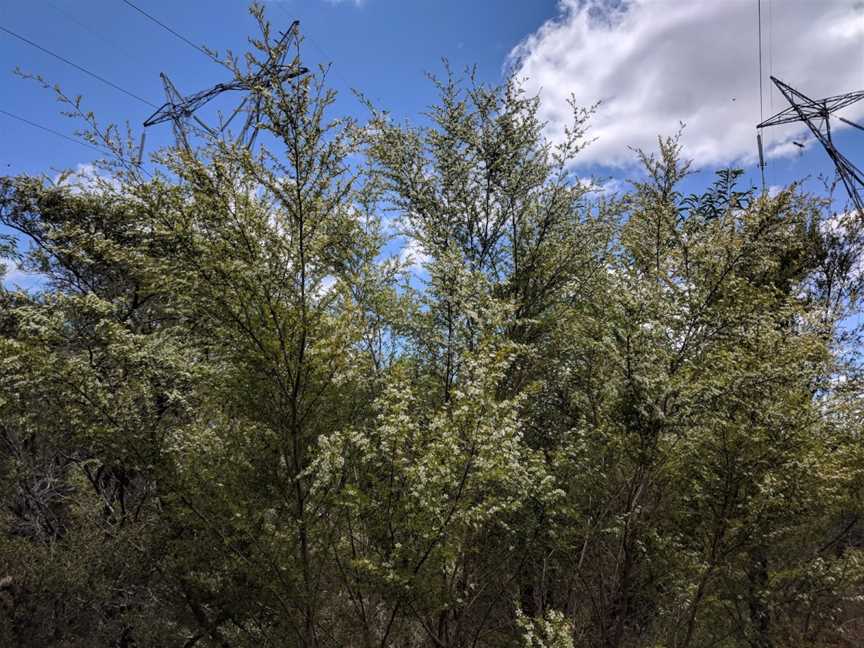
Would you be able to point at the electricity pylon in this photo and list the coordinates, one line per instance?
--- --- ---
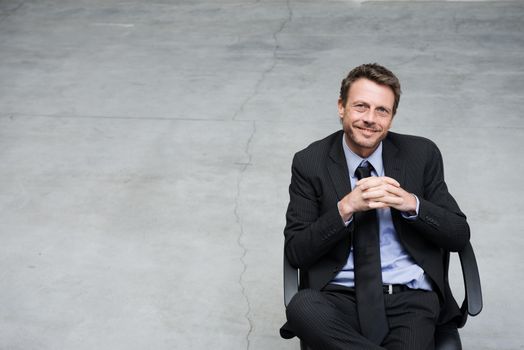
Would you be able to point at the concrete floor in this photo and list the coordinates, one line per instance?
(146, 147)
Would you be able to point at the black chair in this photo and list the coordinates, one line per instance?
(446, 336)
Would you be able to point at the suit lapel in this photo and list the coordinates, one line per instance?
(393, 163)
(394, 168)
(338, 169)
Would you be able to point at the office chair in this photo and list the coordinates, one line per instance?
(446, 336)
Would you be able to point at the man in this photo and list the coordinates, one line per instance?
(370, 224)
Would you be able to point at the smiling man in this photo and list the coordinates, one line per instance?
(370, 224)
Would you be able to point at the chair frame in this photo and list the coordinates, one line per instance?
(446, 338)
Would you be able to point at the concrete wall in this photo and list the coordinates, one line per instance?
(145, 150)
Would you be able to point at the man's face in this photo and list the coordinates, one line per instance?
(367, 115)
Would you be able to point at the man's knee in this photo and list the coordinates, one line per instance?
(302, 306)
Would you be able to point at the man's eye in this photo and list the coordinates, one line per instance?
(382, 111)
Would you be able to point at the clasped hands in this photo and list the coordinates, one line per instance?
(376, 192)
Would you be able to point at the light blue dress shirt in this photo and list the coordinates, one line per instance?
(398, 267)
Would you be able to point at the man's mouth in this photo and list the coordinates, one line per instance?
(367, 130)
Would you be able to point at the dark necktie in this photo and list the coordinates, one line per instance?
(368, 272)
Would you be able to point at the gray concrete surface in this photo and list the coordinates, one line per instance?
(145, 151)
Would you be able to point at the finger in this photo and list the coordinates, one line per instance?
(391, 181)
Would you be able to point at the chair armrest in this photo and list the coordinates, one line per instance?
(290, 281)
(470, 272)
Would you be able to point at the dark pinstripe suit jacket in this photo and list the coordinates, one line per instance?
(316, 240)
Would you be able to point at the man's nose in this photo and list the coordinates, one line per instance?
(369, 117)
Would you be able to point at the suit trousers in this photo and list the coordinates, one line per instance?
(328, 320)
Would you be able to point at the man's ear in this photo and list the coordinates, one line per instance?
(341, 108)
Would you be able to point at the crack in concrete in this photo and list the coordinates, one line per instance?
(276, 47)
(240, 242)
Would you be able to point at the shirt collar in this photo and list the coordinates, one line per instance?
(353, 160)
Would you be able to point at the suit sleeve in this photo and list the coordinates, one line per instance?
--- --- ---
HOW TO COMPLETE THIS TASK:
Set down precisely the lines above between the line holding "Would you be able to point at the shirt" and the line holding "Would you be able to point at the suit sleeve", inclusive, and nothing beyond them.

RESPONSE TO THIS EXERCISE:
Would you be able to point at the shirt collar in this photo and list the coordinates, one line per instance?
(353, 160)
Would you be able to point at the suit sleeve in this photo and list the coordinates, one line per instance?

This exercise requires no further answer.